この記事では、マイ・タイムラインの意味や必要性、作り方までをわかりやすく解説します。大切な命を守るために、今日からできる防災準備を始めましょう。
マイ・タイムラインとは、台風や大雨などの災害に備え、自分や家族が「いつ・どんな行動をとるか」を事前に整理しておく防災行動計画です。
もともと「タイムライン」は防災機関同士が災害発生を想定し、行動を時系列で共有・実施するための計画を指しますが、これに「マイ」がつくことで、その考え方を個人レベルに落とし込んだものになります。
住んでいる地域のリスクや家族構成、健康状態など、各々の状況に合わせて作る「自分専用の避難計画」とも言えるでしょう。これにより、災害時にも迷わず行動でき、命を守る判断がしやすくなります。
マイ・タイムラインは災害時の避難の遅れや孤立を防ぐため、事前の行動計画の重要性が注目される中で生まれました。きっかけの一つは、2012年にアメリカ東海岸を襲ったハリケーン・サンディです。ニュージャージー州では「タイムライン」と呼ばれる事前行動計画を活用し、早期避難や交通規制などを実施。人命被害を最小限に抑える成果をあげました。
この実践に注目した日本政府がアメリカに調査団を派遣。帰国後の提言を受けて、2016年に「タイムライン(防災行動計画)策定・活用指針(初版)」が策定されました。関東・東北豪雨など国内の被災経験でも改めてタイムラインの重要性が認識され、現在では多くの自治体で、個人単位の「マイ・タイムライン」作成が積極的に進められています。
マイ・タイムラインとは、災害時に自分や家族が「いつ・何をするか」を事前に整理し、安全に避難するための行動計画です。以下に、マイ・タイムラインを作る目的と期待できる効果についてまとめました。
【マイ・タイムラインを作成する目的】
【マイ・タイムラインの作成による効果】
マイ・タイムラインは、他者の意見を参考にしながら自分自身の状況に置き換えて考えられるため、ワークショップ形式での作成が推奨されています。特に、地区単位での住民参加型ワークショップでは、「自分たちの地域のリスクを理解する」ことや、「どのタイミングでどう行動するか」を考えることで、行動力や防災力の向上が期待されます。
災害はいつ起こるかわかりませんが、事前の準備が自分や家族の命を守る力になるのが「マイ・タイムライン」です。まず、作成にあたって必要な準備物を確認しておきましょう。
【準備するもの】
なお、タイムラインを作成する際、自治体等が推奨するWebやアプリ版の作成シート(後述で紹介)を活用することも可能です。以下に、マイ・タイムラインを作るための基本的な流れを3つのステップに分けて紹介します。

課題一覧.
**1.** マイ・タイムラインの文書抜粋のうち、「マイ・タイムラインとは、台風」から「守る判断がしやすくなります。」までの部分を、一字一句変えずにすべて書き写してもらえますか？
**2.** マイ・タイムラインについての文書抜粋を、最後の文の後から書き継いでもらえますか？

保存データ.

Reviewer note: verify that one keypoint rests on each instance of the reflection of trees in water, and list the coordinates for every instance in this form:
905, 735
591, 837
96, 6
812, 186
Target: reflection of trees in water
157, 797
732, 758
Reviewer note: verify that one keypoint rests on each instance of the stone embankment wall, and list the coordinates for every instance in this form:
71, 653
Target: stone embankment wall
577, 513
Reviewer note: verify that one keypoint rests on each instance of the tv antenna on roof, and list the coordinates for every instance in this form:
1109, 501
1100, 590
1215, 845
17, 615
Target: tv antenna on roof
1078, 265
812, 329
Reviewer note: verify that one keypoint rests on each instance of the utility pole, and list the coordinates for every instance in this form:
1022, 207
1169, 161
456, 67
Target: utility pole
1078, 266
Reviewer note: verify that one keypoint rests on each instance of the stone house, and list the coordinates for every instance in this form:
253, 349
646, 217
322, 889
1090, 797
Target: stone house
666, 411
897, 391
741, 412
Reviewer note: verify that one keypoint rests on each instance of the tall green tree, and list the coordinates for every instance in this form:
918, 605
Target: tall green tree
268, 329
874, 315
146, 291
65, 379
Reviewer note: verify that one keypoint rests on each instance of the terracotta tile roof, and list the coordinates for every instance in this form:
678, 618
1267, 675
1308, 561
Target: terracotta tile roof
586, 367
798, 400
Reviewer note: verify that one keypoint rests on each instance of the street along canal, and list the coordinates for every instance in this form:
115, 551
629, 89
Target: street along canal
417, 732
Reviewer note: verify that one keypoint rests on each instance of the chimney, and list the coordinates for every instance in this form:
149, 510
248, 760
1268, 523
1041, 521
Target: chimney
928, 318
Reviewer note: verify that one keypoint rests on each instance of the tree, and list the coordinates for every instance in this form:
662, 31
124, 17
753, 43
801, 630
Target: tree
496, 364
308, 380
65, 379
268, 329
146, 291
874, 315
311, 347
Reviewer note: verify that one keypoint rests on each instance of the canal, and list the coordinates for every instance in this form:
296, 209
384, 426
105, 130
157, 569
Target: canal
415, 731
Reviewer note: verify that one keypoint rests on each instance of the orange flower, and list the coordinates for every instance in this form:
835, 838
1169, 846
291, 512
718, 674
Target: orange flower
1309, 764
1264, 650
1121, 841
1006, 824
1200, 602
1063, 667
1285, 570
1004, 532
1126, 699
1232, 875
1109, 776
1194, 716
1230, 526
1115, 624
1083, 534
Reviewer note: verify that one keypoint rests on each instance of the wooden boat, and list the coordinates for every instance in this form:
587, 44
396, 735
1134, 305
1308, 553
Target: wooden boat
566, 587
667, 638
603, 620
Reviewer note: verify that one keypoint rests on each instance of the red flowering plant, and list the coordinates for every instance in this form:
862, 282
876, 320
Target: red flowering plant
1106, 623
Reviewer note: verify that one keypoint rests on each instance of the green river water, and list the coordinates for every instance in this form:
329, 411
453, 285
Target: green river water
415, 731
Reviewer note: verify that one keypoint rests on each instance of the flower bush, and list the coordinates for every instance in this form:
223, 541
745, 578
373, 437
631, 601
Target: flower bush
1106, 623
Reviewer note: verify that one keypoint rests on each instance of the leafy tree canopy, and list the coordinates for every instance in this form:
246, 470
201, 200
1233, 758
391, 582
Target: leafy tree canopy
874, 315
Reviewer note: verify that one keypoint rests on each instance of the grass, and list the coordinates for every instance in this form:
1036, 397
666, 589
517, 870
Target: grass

出力結果一覧.
**1.**
マイ・タイムラインとは、台風や大雨などの災害に備え、自分や家族が「いつ・どんな行動をとるか」を事前に整理しておく防災行動計画です。
もともと「タイムライン」は防災機関同士が災害発生を想定し、行動を時系列で共有・実施するための計画を指しますが、これに「マイ」がつくことで、その考え方を個人レベルに落とし込んだものになります。
住んでいる地域のリスクや家族構成、健康状態など、各々の状況に合わせて作る「自分専用の避難計画」とも言えるでしょう。これにより、災害時にも迷わず行動でき、命を守る判断がしやすくなります。

**2.**
最初に、自分の住んでいる場所にどんな災害リスクがあるのかを知ることが大切です。ハザードマップを使って家や学校、よく行く場所が洪水や土砂災害にあう危険がないか確認します。あわせて、近くの避難所や、避難する際に通る道の危険なポイント(川沿いや崖、狭い道など)も確かめておきましょう。
【チェックポイント】
ハザードマップは各家庭に配布されるのが一般的ですが、紛失した場合でも「ハザードマップポータルサイト」で簡単に居住地のハザードマップを確認できます。洪水・土砂災害・高潮・津波などのリスクを地図上で重ねて表示でき、住所や現在地からの検索も可能です。市町村作成の「わがまちハザードマップ」にもリンクしており、必要な情報にすぐアクセスできる便利なサイトです。
時系列の行動計画を作成する重要性は、災害が深刻化するまでの経緯を知るとより実感できます。特に水害は時間をかけて事態が悪化することが多いです。大雨の予報がある時は災害情報をこまめにチェックする、災害の警戒レベルが高まったら避難の準備をするなど、必要なタイミングで迅速に避難するために必要なことを逆算して考えましょう。
【チェックポイント】
平時に気象情報や避難情報の確認方法をチェックしておくと、いざという時に慌てません。避難情報の把握は迅速で安全な避難のために欠かせないポイントです。以下のコラムでは、警戒レベルの概要や情報の入手方法について詳しく解説していますので、ぜひご確認ください。
【関連記事】避難情報とは?警戒レベルの概要と実際の避難につなげるポイントを解説
ステップ1、2で確認した情報を踏まえて、自分や家族が災害時に「いつ・何をするか」を具体的に計画しましょう。家族全員が自宅にいるとは限らないため、家族同士の「連絡の取り方」や「集合場所」もあらかじめ考える必要があります。
実際自宅から避難することになった場合、どこにどうやって向かうかといったことも決めておきます。夜間の避難は危険なため、時間帯によっては暗くなる前に早めに避難を始めることも考慮しましょう。特別な支援が必要な人がいる場合は、誰がどのように支援するかも重要です。家族の役割分担を決めてシミュレーションしておき、「自分の命は自分で守る」準備を進めましょう。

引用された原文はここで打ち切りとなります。